# Task item:
I would like you to restate each record word for word.

# Records for the task:
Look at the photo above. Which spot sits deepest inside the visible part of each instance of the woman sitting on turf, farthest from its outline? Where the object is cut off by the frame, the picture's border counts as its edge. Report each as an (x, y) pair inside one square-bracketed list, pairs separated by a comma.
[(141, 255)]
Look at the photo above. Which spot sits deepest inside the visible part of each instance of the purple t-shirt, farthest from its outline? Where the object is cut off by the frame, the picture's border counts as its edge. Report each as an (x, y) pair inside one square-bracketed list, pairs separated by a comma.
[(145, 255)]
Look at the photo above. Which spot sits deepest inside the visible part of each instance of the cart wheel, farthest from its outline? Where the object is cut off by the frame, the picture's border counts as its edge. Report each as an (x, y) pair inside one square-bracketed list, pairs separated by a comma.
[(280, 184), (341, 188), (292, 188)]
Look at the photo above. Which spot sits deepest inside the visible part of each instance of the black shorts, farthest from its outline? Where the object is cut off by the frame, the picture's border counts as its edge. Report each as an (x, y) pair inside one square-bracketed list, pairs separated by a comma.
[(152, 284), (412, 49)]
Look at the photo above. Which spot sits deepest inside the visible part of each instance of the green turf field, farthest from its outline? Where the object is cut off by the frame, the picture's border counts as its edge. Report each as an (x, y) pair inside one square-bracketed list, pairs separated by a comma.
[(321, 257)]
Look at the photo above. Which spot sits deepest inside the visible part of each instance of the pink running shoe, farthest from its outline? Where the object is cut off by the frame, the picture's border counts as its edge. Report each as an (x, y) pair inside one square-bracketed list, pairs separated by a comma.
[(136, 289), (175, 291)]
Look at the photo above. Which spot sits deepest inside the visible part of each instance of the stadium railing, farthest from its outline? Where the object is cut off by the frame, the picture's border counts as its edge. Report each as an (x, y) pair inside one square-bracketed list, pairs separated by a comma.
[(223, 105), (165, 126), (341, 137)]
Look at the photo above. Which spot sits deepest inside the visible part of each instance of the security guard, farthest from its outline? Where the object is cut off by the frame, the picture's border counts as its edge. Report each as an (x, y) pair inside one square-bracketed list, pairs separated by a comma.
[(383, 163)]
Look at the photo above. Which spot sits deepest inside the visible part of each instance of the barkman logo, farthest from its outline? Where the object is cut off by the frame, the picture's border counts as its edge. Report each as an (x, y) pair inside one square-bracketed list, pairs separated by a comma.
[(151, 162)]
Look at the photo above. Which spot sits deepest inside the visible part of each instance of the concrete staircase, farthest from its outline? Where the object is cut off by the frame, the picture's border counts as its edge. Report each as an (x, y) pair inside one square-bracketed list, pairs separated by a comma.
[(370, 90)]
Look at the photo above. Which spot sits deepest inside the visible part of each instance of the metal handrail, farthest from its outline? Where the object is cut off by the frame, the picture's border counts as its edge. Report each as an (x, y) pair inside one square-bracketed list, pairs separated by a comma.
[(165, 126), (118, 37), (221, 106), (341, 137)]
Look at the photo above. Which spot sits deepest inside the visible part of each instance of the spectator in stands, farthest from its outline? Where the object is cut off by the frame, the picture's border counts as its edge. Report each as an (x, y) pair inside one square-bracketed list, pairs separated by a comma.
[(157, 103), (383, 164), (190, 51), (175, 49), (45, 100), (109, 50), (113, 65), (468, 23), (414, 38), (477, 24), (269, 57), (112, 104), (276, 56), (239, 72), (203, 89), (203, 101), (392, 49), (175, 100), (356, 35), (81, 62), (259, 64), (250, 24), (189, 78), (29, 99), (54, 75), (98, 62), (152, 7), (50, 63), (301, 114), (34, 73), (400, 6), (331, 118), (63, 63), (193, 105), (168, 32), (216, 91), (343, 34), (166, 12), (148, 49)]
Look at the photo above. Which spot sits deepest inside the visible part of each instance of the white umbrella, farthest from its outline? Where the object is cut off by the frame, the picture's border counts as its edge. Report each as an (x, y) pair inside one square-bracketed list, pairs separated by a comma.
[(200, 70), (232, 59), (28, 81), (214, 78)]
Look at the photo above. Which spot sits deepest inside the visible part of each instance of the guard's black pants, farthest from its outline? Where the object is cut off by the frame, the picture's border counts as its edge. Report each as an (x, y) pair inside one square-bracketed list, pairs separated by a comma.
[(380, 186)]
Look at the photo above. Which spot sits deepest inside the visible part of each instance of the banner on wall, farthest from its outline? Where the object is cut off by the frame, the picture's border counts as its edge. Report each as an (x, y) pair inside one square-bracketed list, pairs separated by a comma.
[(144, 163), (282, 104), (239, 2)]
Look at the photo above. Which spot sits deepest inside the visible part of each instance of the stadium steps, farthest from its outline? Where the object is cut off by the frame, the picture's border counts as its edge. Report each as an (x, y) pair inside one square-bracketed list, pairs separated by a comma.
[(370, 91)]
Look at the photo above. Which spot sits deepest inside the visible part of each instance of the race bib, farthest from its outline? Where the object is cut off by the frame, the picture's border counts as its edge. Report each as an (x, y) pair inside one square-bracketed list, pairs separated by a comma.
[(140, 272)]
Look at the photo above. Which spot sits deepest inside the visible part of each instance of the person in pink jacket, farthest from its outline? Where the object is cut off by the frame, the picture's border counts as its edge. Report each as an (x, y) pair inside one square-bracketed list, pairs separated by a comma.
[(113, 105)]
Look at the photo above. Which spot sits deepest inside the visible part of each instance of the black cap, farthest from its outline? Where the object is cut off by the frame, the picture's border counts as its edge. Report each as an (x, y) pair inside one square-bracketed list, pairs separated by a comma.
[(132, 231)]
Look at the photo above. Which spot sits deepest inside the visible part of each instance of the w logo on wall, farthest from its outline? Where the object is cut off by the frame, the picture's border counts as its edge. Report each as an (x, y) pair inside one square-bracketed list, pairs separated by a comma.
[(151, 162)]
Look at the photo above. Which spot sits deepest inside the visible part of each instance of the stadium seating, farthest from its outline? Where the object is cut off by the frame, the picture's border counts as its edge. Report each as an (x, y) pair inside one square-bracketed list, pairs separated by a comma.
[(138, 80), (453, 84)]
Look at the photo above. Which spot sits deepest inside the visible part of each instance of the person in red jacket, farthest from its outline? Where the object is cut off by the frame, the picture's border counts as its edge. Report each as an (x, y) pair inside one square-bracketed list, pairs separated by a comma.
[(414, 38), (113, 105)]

# Solution to the problem:
Look at the photo above. Which spot sits deepest inside the visible part of each instance of the woman sitting on turf, farthest from its outline? Where the object is cut off by the frame, the picture's border counts as its edge. Report each as an (x, y) pair inside one square-bracketed list, pairs separated by a comma.
[(141, 255)]
Look at the photo above. Which spot sits deepest inside the visible part of each instance of the purple t-shirt, farthest from its outline? Where the object is cut off by the frame, the picture's border counts as its edge. Report each as an (x, y) pair inside one square-bracketed list, pairs separated by a comma.
[(145, 255)]
Look at the photo above. Which spot sits deepest inside the visible part of each instance of the cart wheel, farthest from its outline? Where the object is cut off by the frame, the picture's border counts as its edge. Report each as an (x, y) pair inside one square-bracketed list, pairs separated by a comma.
[(280, 184), (341, 188), (292, 188)]
Look at the photo above. Which spot sits deepest inside the visible part of each instance of the black shorts, farthest from its outline? Where the object is cut off by the frame, the picture's border counts as its edge. Report each as an (x, y) pair inside one square-bracketed list, pairs separated by a comma.
[(152, 284), (412, 49)]
Look at the photo above. Which spot sits deepest inside the visible part of each instance of the green turf field, farthest from its outline? Where the object is cut off by the frame, the picture's border counts as its edge. Report each as an (x, y) pair inside one square-bracketed list, pairs separated by a comma.
[(321, 257)]
Look at the photo above. Which spot sits deepest inside the visible part of each instance of the pink running shoe, farthest from its outline? Where the object is cut off by the frame, the picture's border counts as its edge. Report each as an (x, y) pair inside one square-bracketed list, pairs separated by a comma.
[(136, 289), (175, 291)]
Look at the photo above. Which spot sits deepest inside the visible part of each instance of the stadium railing, farthest from its outline? Where the object is cut off by the frame, the picture's border counts as its edge. Report each as an (x, y) pair inside one square-bracketed list, pairs separated by a comma.
[(223, 105), (165, 126), (341, 137)]
Look at the photo above. Which spot sits deepest inside the visible part of each instance of the security guard, farthest from its outline? Where the object is cut off by the frame, the picture's border counts as its edge. Report each as an (x, y) pair inside one square-bracketed list, pairs separated by a comma.
[(383, 163)]
Look at the photo above. Which spot sits deepest inside the visible part of each instance of the barkman logo, farthest from its outline? Where the object is cut off by the frame, the picture's border counts as its edge. Report each as an (x, y) pair inside one square-bracketed list, pairs separated by a comma.
[(151, 162)]
Look at the photo above. Which spot sits deepest inside the visible part of each instance of the concrete staircase, farthest from its outline? Where the object is cut off by the frame, the picture's border counts as its edge. Report each as an (x, y) pair inside one square-bracketed list, pairs separated by a comma.
[(370, 90)]
Look at the photo above. Which spot sits deepest inside the visible part of each instance of the metal handrail, farthest from its outline? Where the object is cut off by the frame, the picture's border counts as its edge. Report each as an (x, y) pair inside one square-bracketed list, pairs separated by a comma.
[(165, 126), (118, 37), (221, 106), (341, 137)]
Look at the photo above. Which spot sits deepest inside the visible part of each instance of the spectator in stands, farthest from its outline? Where the object is cut off by the frame, the picture's border counts as its edge. Report each as an (x, y) pair inside one square-bracketed list, pairs separated by a comma.
[(157, 103), (383, 164), (190, 51), (175, 49), (45, 100), (109, 50), (113, 65), (468, 23), (414, 38), (477, 24), (269, 57), (112, 104), (276, 56), (239, 72), (203, 89), (203, 101), (392, 49), (175, 100), (356, 35), (81, 62), (259, 64), (250, 24), (189, 78), (29, 99), (54, 75), (98, 62), (152, 7), (50, 63), (301, 114), (34, 73), (400, 6), (331, 118), (63, 63), (193, 105), (168, 32), (216, 91), (343, 34), (166, 12), (148, 49)]
Look at the photo above. Which spot sits deepest inside the visible part of each instance of the white umbrella, farthest from its outline? Where the object is cut off by the frame, the picture's border counts as its edge. Report each as an (x, y) pair inside one square-bracketed list, pairs separated by a comma.
[(200, 70), (232, 59), (28, 81), (214, 78)]
Look at the photo above. Which spot sits deepest inside the visible part of each instance of the guard's black pants, farthest from its outline? Where the object is cut off by the frame, the picture's border counts as its edge. Report each as an (x, y) pair inside one square-bracketed list, pairs separated by a comma.
[(380, 186)]
Look at the photo above. Which spot sits deepest inside the visible part of each instance of the banner on wall, farthest from its outline? Where the object is cut off by the frame, the picture's border counts as its edge. Report each as an (x, y) pair inside one square-bracketed list, pairs separated by a comma.
[(144, 163), (282, 104), (239, 2)]
Look at the photo above. Which spot sits deepest inside the visible part of each instance of the stadium steps, farthest from its outline? Where the object is cut off by the frame, the picture's border counts as its edge. Report each as an (x, y) pair inside one square-bracketed list, pairs separated by a comma.
[(370, 91)]
Look at the photo above. Which spot sits deepest inside the visible part of each instance of the race bib, farthest from its outline? Where the object is cut off by the frame, the picture's border counts as its edge. Report each as an (x, y) pair inside one square-bracketed list, pairs separated by a comma.
[(140, 272)]
Look at the photo above. Which spot sits deepest inside the visible part of each instance of the person in pink jacket, farthest from its outline? Where the object is cut off by the frame, the picture's border counts as its edge. Report each as an (x, y) pair inside one square-bracketed list, pairs separated by a comma.
[(113, 105)]
Look at the photo above. Which spot sits deepest inside the visible part of each instance of the black cap, farthest from its outline? Where the object is cut off by the frame, the picture's border counts as its edge. Report each as an (x, y) pair inside one square-bracketed list, pairs separated by a comma.
[(132, 231)]
Look at the photo above. Which spot sits deepest inside the visible part of each instance of the w logo on wall, farthest from its outline? Where the object is cut off by the frame, the picture's border counts as its edge. Report each as an (x, y) pair inside one square-bracketed list, pairs separated by a comma.
[(151, 162)]
Look at the photo above. Which spot sits deepest inside the visible part of each instance of the stadium seating, farthest from its outline? Where the object is cut off by the frame, the picture's border counts as its edge. Report each as an (x, y) pair inside one square-bracketed list, pairs separated by a comma.
[(138, 80), (453, 84)]
Look at the photo above. Which spot sits deepest inside the visible part of each instance of the person in red jacket, farthest from its outline? Where the object is cut off by the frame, the picture's border counts as its edge. Report each as an (x, y) pair inside one square-bracketed list, pairs separated by a comma.
[(414, 38), (113, 105)]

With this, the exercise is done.